SET PROBLEM:
Copy the lines verbatim, beginning with the line that contains "In the photo below, where" and continuing through the end of the data, and only those lines.

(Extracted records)
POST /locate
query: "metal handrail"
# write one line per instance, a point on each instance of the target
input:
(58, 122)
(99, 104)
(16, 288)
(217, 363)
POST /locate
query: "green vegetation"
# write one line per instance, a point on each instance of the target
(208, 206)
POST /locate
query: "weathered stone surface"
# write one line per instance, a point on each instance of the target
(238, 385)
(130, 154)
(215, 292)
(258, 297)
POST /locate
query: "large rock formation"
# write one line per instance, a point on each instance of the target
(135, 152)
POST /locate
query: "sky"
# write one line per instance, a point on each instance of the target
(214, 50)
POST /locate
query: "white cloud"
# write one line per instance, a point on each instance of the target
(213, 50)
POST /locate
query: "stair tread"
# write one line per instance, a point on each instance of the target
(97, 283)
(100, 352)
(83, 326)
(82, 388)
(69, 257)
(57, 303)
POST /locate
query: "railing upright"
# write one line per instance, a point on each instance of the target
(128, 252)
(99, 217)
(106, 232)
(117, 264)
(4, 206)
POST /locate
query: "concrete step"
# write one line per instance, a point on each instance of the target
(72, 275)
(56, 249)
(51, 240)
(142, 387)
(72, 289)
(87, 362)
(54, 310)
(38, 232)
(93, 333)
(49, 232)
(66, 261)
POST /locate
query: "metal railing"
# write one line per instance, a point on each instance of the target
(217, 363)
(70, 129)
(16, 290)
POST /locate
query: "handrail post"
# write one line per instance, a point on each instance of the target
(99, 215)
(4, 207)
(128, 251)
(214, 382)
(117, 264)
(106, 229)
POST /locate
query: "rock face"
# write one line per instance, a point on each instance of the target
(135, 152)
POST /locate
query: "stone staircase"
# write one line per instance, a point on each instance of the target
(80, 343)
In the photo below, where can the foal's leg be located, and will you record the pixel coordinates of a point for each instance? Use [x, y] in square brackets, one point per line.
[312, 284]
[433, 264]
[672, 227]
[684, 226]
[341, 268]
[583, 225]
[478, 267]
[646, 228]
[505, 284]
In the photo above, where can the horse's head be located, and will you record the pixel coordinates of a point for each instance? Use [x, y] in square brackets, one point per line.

EXERCISE OUTPUT:
In the photo below, where can the foal's leg be located, and will you record the pixel coordinates of a point for each instance? Use [x, y] in square brackets, one point per line.
[312, 284]
[433, 264]
[672, 227]
[684, 226]
[341, 268]
[583, 225]
[478, 267]
[646, 228]
[505, 284]
In the photo above, where can the horse's head be located, and will you record the pixel coordinates of a point for each instance? Use [x, y] in square brackets, one point per line.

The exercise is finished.